#### [Excerpt provided]
===
37. Any changes that may occur during the design life span of the Array have been considered in the context of both greater variability and sustained trends occurring on national and international scales in the marine environment. Whilst there is an indication that some populations are increasing (i.e. bottlenose dolphin, grey seal) or remain stable (harbour porpoise, minke whale, white-beaked dolphin), it is challenging to define a future trajectory of marine mammal populations, especially without regular survey data (i.e. white-beaked dolphin, minke whale).

                        Harbour porpoise

38. Harbour porpoise are severely vulnerable to incidental entanglements in fishing gear, known as bycatch (Moan et al., 2020). Harbour porpoise are likely to die shortly after entanglement, as they cannot drag fishing gear to the surface to breathe, and this mortality can have large population-level effects, causing adverse population trajectories (IMR/NAMMCO, 2019). In the North Sea, harbour porpoise are considered vulnerable to bycatch in gillnets (Calderan and Leaper, 2019). Assuming that fishing vessels of 12 m or over follow the obligation to use pingers, Kindt‐Larsen et al. (2019) estimated harbour porpoise bycatch in the UK in 2018 to be between 845 and 1,633 individuals with a best estimate of 1,150 individuals (CV=0.087), which is an increase compared to the 2017 estimate of 1,098 animals. (IJsseldijk et al., 2022) investigated the pathological findings related to anthropogenic and natural causes of death in harbour porpoises that stranded between 2008 and 2019. The largest anthropogenic category was bycatch (17%), with mainly juveniles affected and peak periods in March and September to October. Other, infrequently diagnosed anthropogenic causes of death were trauma (4%), largely most likely due to ship collisions, and marine debris ingestion and entanglement (0.3%).
===
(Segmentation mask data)

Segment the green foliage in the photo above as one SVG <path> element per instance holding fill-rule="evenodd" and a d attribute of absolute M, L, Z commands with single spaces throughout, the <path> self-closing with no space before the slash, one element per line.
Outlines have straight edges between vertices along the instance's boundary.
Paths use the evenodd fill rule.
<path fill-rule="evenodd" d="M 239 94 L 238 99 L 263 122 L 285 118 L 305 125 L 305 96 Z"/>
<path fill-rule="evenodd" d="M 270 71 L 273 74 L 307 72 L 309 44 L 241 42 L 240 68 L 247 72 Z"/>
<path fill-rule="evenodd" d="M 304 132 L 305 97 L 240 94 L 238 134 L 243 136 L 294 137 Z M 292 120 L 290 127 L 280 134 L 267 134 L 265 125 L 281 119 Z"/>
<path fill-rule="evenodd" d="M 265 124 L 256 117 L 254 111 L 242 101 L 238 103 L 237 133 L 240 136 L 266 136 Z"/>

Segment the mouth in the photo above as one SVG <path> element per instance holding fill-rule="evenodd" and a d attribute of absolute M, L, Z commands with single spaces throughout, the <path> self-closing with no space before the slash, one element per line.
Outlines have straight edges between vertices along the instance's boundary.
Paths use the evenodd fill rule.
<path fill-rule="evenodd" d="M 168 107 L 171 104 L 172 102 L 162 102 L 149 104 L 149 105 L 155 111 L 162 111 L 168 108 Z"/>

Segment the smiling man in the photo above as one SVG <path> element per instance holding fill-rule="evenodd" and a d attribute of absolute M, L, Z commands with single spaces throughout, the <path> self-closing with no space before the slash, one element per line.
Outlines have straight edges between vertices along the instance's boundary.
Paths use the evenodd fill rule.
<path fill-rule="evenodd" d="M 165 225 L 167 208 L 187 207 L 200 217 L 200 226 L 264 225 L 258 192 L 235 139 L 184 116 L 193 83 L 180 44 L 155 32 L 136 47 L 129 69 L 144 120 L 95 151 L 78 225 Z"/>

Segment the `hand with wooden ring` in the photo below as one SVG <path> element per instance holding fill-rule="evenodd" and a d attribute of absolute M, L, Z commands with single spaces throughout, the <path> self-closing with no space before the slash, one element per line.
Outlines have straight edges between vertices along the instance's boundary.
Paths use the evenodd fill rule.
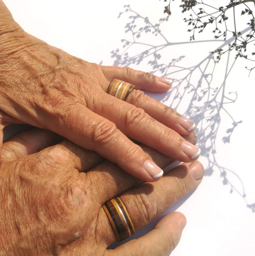
<path fill-rule="evenodd" d="M 51 46 L 24 31 L 2 0 L 0 24 L 0 149 L 4 127 L 22 123 L 95 151 L 145 181 L 157 181 L 162 170 L 134 141 L 181 161 L 197 159 L 200 150 L 183 138 L 194 124 L 140 90 L 165 92 L 170 79 Z M 114 95 L 107 93 L 113 79 Z"/>
<path fill-rule="evenodd" d="M 186 223 L 180 213 L 167 214 L 143 236 L 108 248 L 196 188 L 201 164 L 183 164 L 156 182 L 142 183 L 97 153 L 61 139 L 33 129 L 3 144 L 0 255 L 168 255 Z M 141 147 L 161 168 L 173 161 Z"/>

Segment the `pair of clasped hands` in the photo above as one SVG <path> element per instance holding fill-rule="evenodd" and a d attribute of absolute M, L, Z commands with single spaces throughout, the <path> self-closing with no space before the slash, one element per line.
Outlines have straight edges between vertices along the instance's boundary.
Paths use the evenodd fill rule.
<path fill-rule="evenodd" d="M 135 86 L 125 101 L 106 93 L 113 78 Z M 102 206 L 119 196 L 137 230 L 201 182 L 193 123 L 140 90 L 164 92 L 170 83 L 49 46 L 26 33 L 0 0 L 0 138 L 10 124 L 37 127 L 1 145 L 0 256 L 170 253 L 182 214 L 110 250 L 116 238 Z M 175 160 L 184 163 L 162 176 Z"/>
===
#### [Task]
List every marine mammal species named in the excerpt on marine mammal populations.

#### [Reply]
bottlenose dolphin, grey seal, harbour porpoise, minke whale, white-beaked dolphin